TASK DESCRIPTION.
For the entries below, the expected answer is the line with "Can you see the man in blue", the line with "Target | cloud", and every line between them, exactly as written, and nothing more.

Content starts

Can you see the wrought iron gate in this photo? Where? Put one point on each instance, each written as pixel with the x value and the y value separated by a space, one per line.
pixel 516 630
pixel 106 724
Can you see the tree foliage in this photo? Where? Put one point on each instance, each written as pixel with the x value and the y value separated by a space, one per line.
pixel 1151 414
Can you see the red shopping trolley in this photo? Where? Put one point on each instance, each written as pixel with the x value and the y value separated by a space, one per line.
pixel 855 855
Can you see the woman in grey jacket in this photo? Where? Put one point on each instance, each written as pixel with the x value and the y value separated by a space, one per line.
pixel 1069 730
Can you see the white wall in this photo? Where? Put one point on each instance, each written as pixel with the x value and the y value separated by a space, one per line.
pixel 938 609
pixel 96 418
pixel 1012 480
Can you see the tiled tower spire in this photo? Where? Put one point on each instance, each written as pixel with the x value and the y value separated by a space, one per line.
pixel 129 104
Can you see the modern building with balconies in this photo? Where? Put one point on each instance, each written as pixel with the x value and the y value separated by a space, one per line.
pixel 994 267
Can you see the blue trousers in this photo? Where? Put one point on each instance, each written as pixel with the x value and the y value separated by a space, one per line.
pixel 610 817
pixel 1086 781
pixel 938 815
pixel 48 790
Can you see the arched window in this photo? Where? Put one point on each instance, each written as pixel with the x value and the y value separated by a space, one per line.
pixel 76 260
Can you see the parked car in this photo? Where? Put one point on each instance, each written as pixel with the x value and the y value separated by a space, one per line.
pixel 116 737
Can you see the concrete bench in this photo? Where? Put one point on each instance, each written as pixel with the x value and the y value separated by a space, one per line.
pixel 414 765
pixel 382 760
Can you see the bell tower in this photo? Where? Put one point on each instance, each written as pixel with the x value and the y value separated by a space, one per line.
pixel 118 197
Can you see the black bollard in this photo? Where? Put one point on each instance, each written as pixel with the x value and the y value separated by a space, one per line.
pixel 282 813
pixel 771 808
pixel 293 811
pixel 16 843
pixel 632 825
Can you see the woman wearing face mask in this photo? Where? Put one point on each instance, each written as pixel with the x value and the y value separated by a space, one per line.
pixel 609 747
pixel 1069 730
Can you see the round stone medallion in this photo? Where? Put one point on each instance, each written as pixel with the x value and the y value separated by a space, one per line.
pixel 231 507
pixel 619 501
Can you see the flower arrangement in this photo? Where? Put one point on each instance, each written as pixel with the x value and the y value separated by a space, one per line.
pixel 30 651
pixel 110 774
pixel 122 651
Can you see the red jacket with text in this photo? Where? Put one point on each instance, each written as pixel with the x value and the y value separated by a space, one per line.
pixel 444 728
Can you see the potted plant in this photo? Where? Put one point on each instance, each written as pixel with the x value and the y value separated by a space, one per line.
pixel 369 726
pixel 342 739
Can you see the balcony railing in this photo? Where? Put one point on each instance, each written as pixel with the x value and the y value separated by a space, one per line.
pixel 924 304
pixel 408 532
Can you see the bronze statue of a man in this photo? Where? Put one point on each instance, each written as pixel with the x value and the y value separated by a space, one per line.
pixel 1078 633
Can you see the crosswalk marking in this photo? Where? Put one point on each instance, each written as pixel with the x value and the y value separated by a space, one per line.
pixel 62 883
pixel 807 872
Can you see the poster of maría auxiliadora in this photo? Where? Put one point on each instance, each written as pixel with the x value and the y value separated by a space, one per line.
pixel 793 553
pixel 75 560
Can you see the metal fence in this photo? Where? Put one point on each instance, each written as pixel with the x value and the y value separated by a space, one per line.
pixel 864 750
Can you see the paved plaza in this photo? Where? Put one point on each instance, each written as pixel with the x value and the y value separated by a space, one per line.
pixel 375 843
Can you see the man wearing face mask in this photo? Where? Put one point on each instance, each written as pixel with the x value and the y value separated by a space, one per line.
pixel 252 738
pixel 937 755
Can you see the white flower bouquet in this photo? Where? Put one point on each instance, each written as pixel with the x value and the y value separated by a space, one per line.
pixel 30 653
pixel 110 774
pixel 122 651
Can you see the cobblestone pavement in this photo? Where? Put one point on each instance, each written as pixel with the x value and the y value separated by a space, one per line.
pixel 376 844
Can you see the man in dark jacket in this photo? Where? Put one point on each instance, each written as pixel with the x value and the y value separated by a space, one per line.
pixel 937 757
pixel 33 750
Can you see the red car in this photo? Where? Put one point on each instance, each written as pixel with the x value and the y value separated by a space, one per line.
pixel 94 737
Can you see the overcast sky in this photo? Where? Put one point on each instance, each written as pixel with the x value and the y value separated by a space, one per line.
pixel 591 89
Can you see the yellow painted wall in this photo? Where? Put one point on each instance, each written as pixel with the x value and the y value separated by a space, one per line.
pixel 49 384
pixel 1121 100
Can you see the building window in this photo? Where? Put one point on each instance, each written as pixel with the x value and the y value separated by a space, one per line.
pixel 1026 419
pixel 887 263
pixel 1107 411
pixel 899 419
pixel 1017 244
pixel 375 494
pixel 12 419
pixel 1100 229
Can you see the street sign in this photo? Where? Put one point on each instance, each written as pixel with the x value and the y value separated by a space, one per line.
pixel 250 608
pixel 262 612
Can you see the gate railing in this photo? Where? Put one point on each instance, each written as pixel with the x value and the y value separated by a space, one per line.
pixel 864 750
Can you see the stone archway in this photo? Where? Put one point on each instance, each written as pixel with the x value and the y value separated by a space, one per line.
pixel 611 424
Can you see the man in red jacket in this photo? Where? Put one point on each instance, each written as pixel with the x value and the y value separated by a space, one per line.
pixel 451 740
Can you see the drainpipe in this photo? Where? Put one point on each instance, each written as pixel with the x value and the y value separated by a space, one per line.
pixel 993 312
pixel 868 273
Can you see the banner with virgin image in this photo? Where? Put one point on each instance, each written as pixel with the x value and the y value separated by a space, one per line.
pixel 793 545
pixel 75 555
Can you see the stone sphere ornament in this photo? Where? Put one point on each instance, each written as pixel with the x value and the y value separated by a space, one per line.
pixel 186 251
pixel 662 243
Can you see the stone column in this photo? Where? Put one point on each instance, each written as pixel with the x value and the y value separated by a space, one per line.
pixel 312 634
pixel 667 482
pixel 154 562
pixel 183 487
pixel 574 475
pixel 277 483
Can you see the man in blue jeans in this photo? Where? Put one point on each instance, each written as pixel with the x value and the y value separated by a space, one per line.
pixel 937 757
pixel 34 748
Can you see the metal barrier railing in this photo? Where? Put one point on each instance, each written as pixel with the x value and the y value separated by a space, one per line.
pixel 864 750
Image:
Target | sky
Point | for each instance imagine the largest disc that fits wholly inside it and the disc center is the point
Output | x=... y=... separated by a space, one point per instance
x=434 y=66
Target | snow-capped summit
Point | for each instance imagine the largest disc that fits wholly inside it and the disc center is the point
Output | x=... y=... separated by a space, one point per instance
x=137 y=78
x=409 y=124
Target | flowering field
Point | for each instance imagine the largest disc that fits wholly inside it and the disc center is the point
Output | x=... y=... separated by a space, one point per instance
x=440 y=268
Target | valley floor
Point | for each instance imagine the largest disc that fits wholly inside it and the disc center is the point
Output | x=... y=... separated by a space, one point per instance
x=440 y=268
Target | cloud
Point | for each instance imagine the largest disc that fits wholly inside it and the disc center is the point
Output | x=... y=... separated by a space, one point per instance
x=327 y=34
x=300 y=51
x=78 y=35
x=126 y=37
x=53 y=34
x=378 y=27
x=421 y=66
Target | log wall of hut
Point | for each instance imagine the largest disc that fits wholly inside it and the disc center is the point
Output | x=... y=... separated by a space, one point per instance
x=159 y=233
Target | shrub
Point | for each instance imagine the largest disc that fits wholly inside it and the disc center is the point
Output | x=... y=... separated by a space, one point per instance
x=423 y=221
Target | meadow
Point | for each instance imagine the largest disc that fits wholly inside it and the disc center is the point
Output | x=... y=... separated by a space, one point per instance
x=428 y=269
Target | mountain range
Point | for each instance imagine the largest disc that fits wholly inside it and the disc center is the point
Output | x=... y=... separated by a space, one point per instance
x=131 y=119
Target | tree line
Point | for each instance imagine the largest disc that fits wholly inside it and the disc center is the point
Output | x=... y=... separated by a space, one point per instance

Content ends

YOUR SOLUTION.
Can you see the man in blue jeans in this photo? Where? Put one point on each instance, each written as pixel with the x value and the y value separated by a space, one per line.
pixel 937 757
pixel 34 748
Can you see the metal barrier railing in this photo? Where? Put one point on each instance, each written as pixel with the x value and the y value separated by a space, one per line.
pixel 864 750
Image:
Target | sky
Point | for each instance imagine the largest disc that fits wholly inside it and the disc center is the point
Output | x=... y=... separated by a space, one point per instance
x=434 y=66
Target | snow-capped summit
Point | for each instance imagine the largest disc that fits wholly inside it and the disc center is the point
Output | x=... y=... separated by a space, one point per instance
x=137 y=78
x=409 y=124
Target | flowering field
Point | for each instance imagine the largest disc that fits wholly inside it and the disc center is the point
Output | x=... y=... separated by a space, one point per instance
x=440 y=268
Target | valley floor
Point | for each instance imagine the largest disc that fits wholly inside it and the disc center is the point
Output | x=... y=... separated by a space, one point per instance
x=440 y=268
Target | cloud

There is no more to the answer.